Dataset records

□ □ □ □ □

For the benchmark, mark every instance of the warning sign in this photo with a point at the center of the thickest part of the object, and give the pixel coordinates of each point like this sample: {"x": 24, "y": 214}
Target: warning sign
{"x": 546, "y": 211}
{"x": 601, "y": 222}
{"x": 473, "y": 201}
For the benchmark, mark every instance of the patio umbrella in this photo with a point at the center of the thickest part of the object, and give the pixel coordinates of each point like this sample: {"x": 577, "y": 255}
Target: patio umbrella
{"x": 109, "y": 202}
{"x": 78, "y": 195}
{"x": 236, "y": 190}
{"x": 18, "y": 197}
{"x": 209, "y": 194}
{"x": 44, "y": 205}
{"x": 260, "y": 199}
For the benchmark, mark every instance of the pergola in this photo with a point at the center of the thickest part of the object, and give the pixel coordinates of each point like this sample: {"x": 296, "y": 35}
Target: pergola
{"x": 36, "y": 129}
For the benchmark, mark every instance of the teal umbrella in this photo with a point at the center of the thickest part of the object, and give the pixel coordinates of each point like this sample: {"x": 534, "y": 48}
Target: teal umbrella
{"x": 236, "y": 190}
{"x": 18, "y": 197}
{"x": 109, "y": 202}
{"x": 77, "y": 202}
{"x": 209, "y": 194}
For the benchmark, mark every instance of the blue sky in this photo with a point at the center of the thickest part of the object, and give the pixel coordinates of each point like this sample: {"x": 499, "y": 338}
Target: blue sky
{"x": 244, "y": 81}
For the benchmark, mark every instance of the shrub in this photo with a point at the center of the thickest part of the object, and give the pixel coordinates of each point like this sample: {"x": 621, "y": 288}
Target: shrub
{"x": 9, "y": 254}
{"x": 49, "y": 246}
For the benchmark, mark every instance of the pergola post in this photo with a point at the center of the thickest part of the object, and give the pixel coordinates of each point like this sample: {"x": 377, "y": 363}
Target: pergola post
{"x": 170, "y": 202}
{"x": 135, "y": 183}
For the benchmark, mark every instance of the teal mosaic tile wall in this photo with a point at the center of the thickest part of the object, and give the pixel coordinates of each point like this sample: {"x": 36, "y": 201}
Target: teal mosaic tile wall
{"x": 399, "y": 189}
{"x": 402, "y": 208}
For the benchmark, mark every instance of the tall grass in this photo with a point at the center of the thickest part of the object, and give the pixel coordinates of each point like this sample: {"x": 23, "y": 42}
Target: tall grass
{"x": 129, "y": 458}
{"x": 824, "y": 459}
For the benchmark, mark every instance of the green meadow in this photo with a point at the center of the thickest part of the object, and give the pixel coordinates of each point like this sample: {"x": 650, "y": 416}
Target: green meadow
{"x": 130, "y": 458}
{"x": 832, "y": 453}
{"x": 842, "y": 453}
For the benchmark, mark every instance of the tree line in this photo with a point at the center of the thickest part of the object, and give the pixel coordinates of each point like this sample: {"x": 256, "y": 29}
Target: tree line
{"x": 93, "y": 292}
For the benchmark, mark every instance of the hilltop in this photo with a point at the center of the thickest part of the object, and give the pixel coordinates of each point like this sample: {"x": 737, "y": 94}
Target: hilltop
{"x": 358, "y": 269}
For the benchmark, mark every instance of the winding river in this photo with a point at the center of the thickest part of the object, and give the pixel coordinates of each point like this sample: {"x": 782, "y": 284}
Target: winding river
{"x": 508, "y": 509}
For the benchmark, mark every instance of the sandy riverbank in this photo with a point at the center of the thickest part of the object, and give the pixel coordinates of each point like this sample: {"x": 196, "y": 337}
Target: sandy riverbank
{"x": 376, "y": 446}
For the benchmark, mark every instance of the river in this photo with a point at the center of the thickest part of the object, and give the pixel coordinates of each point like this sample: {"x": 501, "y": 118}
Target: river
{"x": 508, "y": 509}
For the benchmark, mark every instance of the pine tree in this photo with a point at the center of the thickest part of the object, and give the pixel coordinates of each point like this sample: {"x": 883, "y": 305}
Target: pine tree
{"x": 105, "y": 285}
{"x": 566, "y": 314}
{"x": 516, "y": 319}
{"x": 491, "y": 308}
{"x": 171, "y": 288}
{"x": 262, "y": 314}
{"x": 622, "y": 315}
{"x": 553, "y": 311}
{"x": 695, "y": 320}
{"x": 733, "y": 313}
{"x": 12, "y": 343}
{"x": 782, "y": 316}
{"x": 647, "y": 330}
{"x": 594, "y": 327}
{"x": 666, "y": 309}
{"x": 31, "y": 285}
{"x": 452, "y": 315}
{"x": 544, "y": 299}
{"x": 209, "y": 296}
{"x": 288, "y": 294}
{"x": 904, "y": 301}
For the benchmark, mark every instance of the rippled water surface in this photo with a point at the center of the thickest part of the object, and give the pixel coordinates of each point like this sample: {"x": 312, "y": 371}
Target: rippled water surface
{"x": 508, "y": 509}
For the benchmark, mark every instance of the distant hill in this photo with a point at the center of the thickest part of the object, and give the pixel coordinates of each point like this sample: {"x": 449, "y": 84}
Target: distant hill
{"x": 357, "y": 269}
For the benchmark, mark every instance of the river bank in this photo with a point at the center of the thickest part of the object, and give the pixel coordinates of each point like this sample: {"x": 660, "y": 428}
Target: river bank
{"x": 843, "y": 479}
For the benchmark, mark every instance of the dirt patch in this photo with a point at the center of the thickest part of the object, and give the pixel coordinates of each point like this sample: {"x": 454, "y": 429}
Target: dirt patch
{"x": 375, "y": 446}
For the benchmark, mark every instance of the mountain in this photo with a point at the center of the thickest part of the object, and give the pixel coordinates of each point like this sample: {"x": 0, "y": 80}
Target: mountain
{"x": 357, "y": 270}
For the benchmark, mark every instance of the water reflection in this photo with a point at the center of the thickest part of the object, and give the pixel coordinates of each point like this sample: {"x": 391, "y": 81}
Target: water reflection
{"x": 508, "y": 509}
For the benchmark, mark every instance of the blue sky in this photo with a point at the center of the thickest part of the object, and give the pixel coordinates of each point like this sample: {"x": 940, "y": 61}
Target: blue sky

□ □ □ □ □

Take the lines above and retype all of them exactly.

▶ _Exercise output_
For the benchmark, mark every instance of the warning sign in this photo with a point at the center of the thickest part of the object, and give the pixel coordinates of each point like this sample: {"x": 24, "y": 214}
Target: warning sign
{"x": 546, "y": 211}
{"x": 601, "y": 222}
{"x": 473, "y": 201}
For the benchmark, mark every instance of the patio umbrella in this photo with a point at the center of the thickest part of the object, and give the pixel coordinates of each point like this sample: {"x": 577, "y": 255}
Target: patio umbrella
{"x": 109, "y": 202}
{"x": 78, "y": 195}
{"x": 236, "y": 190}
{"x": 18, "y": 197}
{"x": 209, "y": 194}
{"x": 44, "y": 205}
{"x": 260, "y": 199}
For the benchmark, mark every instance of the pergola in this photo with a point at the center of the thickest part of the object, and give the pixel coordinates of each point like this sample: {"x": 296, "y": 35}
Target: pergola
{"x": 36, "y": 129}
For the benchmark, mark every instance of the teal umbrella in this photo with a point at the center of the thickest part of the object, and give the pixel coordinates of each point like this sample: {"x": 534, "y": 48}
Target: teal umbrella
{"x": 236, "y": 190}
{"x": 18, "y": 197}
{"x": 109, "y": 202}
{"x": 77, "y": 202}
{"x": 209, "y": 194}
For the benchmark, mark every instance of the blue sky in this photo with a point at the center of the thickest part of the object, and give the pixel coordinates of each point like this sample: {"x": 499, "y": 338}
Target: blue sky
{"x": 244, "y": 81}
For the benchmark, mark every instance of the shrub in this photo with a point at the center of the thickest part of the object, and give the pixel coordinates of each point like this sample: {"x": 621, "y": 288}
Target: shrub
{"x": 9, "y": 254}
{"x": 49, "y": 246}
For the benchmark, mark every instance of the pergola post in this photo with a point at the center of the thickest part of the object, and give the pixel coordinates of each point like this sample: {"x": 377, "y": 363}
Target: pergola post
{"x": 170, "y": 202}
{"x": 135, "y": 183}
For the benchmark, mark every instance of the teal mosaic tile wall in this photo with a point at the center of the thickest part of the object, and give the pixel coordinates of each point like this sample: {"x": 36, "y": 201}
Target: teal mosaic tile wall
{"x": 399, "y": 189}
{"x": 402, "y": 208}
For the benchmark, mark every instance of the tall grass in this photo with a point at the center of the thickest part of the object, and give the pixel coordinates of each point like this sample: {"x": 23, "y": 42}
Target: tall grass
{"x": 129, "y": 458}
{"x": 824, "y": 459}
For the benchmark, mark every instance of the green meadow in this photo with a point at the center of the thickest part of the object, and give the pixel coordinates of each point like this sample: {"x": 650, "y": 416}
Target: green meadow
{"x": 130, "y": 458}
{"x": 832, "y": 453}
{"x": 842, "y": 453}
For the benchmark, mark every instance of the tree line in this photo with a point at the center of the thickest part of the object, and give the pixel coordinates of each point like this sample: {"x": 256, "y": 29}
Target: tree line
{"x": 93, "y": 292}
For the benchmark, mark every instance of the hilltop in this photo with a point at the center of the thickest part of the object, and give the pixel coordinates of each point like this sample: {"x": 737, "y": 94}
Target: hilltop
{"x": 358, "y": 269}
For the benchmark, mark every instance of the winding river in this photo with a point at the center of the thickest part of the object, and give the pixel coordinates of each point like this sample: {"x": 782, "y": 284}
Target: winding river
{"x": 508, "y": 509}
For the benchmark, mark every instance of the sandy riverbank in this photo with a point at the center of the thickest part of the object, and give the pixel coordinates of each point like this sample: {"x": 196, "y": 337}
Target: sandy riverbank
{"x": 376, "y": 446}
For the benchmark, mark every instance of the river in this photo with a point at the center of the thickest part of the object, and give the pixel coordinates of each point like this sample: {"x": 501, "y": 118}
Target: river
{"x": 508, "y": 509}
For the benchmark, mark every instance of the pine tree in this photo with a point at the center of the thickest part of the object, and give the pixel coordinates of each point like this sample: {"x": 883, "y": 305}
Target: pine tree
{"x": 105, "y": 285}
{"x": 566, "y": 314}
{"x": 516, "y": 319}
{"x": 491, "y": 308}
{"x": 171, "y": 288}
{"x": 262, "y": 314}
{"x": 622, "y": 315}
{"x": 553, "y": 311}
{"x": 695, "y": 320}
{"x": 733, "y": 313}
{"x": 12, "y": 343}
{"x": 782, "y": 316}
{"x": 647, "y": 330}
{"x": 594, "y": 327}
{"x": 666, "y": 309}
{"x": 31, "y": 285}
{"x": 452, "y": 315}
{"x": 544, "y": 299}
{"x": 209, "y": 296}
{"x": 288, "y": 294}
{"x": 904, "y": 301}
For the benchmark, mark every instance of the rippled water surface in this photo with a point at the center of the thickest part of the object, and give the pixel coordinates of each point like this sample: {"x": 312, "y": 371}
Target: rippled water surface
{"x": 508, "y": 509}
For the benchmark, mark every instance of the distant hill in this photo with a point at the center of the thickest part of the object, and give the pixel coordinates of each point like this sample: {"x": 449, "y": 84}
Target: distant hill
{"x": 357, "y": 269}
For the benchmark, mark every instance of the river bank in this photo with a point at the center of the thickest part of the object, and give the pixel coordinates of each point like this sample: {"x": 660, "y": 428}
Target: river bank
{"x": 843, "y": 479}
For the benchmark, mark every instance of the dirt patch in this photo with a point at the center of the thickest part of the object, and give the pixel coordinates of each point like this sample: {"x": 454, "y": 429}
Target: dirt patch
{"x": 375, "y": 446}
For the benchmark, mark every instance of the mountain in this photo with a point at the center of the thickest part of the object, and give the pixel coordinates of each point like this sample: {"x": 0, "y": 80}
Target: mountain
{"x": 357, "y": 270}
For the benchmark, mark every instance of the water reflection in this photo with a point at the center of the thickest part of the object, and give the pixel coordinates of each point like this sample: {"x": 391, "y": 81}
Target: water reflection
{"x": 508, "y": 509}
For the benchmark, mark every instance of the blue sky in this photo with a point at the center of the thickest part of the object, and give the pixel coordinates of each point like this sample: {"x": 940, "y": 61}
Target: blue sky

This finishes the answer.